◆ Work to be completed ◆
Gather, from the data below, each line in which the word "rough" occurs.

◆ Input for this task ◆
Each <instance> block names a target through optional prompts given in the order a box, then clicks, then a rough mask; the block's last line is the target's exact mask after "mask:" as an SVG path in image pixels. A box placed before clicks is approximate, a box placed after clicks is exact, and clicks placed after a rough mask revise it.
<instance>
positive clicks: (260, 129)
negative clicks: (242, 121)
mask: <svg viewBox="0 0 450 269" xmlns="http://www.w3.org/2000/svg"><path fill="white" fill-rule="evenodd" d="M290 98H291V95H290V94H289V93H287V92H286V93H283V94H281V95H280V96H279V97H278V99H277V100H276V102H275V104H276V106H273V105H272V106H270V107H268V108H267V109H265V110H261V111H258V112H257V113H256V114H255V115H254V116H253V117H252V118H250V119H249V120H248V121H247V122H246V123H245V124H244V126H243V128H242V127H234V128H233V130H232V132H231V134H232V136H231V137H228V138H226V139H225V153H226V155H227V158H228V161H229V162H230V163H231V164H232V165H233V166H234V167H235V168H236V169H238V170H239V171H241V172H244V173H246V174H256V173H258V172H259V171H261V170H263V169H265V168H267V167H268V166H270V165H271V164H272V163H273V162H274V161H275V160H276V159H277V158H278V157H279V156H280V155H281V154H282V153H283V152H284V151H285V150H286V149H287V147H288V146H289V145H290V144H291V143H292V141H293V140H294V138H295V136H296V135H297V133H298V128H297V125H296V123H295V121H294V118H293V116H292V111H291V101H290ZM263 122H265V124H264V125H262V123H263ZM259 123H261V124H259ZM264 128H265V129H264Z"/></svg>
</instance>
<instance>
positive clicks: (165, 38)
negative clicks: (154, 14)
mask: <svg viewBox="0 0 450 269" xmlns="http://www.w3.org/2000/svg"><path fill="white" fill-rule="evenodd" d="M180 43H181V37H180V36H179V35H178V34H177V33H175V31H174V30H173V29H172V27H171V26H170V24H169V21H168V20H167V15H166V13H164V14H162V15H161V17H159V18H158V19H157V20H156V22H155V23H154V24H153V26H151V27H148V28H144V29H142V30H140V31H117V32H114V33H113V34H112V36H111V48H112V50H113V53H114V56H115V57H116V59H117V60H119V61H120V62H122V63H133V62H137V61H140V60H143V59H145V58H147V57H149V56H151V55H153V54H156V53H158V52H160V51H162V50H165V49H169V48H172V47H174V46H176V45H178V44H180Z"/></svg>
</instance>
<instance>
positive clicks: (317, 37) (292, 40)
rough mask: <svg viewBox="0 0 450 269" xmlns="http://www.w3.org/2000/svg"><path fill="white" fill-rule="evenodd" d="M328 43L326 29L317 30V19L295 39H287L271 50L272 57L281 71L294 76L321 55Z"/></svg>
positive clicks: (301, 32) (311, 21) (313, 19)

◆ Reply ◆
Each <instance> block names a target through optional prompts given in the order a box, then clicks, then a rough mask; the block's last line is the target's exact mask after "mask:" as an SVG path in image pixels. A box placed before clicks is approximate, a box placed after clicks is exact, and clicks placed after a rough mask revise it.
rough mask: <svg viewBox="0 0 450 269" xmlns="http://www.w3.org/2000/svg"><path fill="white" fill-rule="evenodd" d="M328 43L326 29L317 30V19L295 39H287L271 50L272 57L281 71L294 76L321 55Z"/></svg>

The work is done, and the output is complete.